Exercise prompt
Sum up the passage about Lon McEachern in two sentences.

Selected passage
****************

Lon McEachern is an American sports broadcaster and the play-by-play voice of the World Series of Poker, known to fans worldwide simply as the “voice of poker.” Since 2002, McEachern has called every WSOP Main Event on ESPN alongside color commentator Norman Chad, building one of the longest-running and most beloved partnerships in sports broadcasting. His authoritative delivery and easy chemistry with Chad helped make the WSOP a mainstream television phenomenon during the poker boom of the 2000s — a role he continues to fill at the 2026 WSOP, now back on ESPN for the first time since the post-COVID era.

****************

Provided records
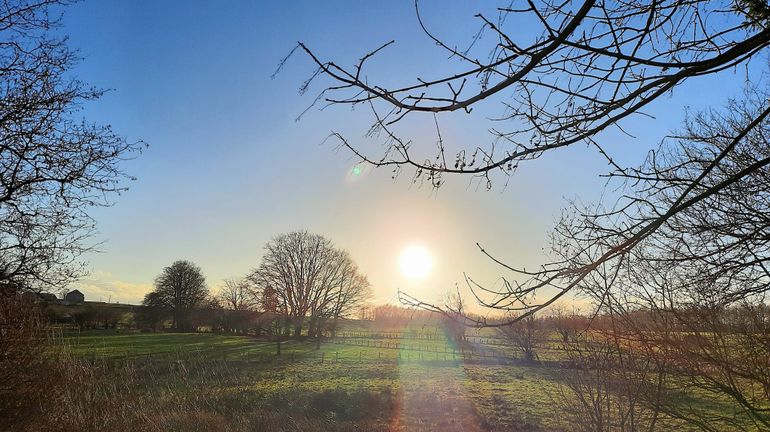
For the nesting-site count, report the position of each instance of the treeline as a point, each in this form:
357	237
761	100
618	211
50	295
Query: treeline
303	287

****************

Result for this exercise
Lon McEachern is an American sports broadcaster known as the "voice of poker," and he has called every World Series of Poker Main Event on ESPN since 2002 with color commentator Norman Chad. His delivery and chemistry with Chad helped turn the WSOP into a mainstream TV hit during the 2000s poker boom, and he is still in that role at the 2026 WSOP.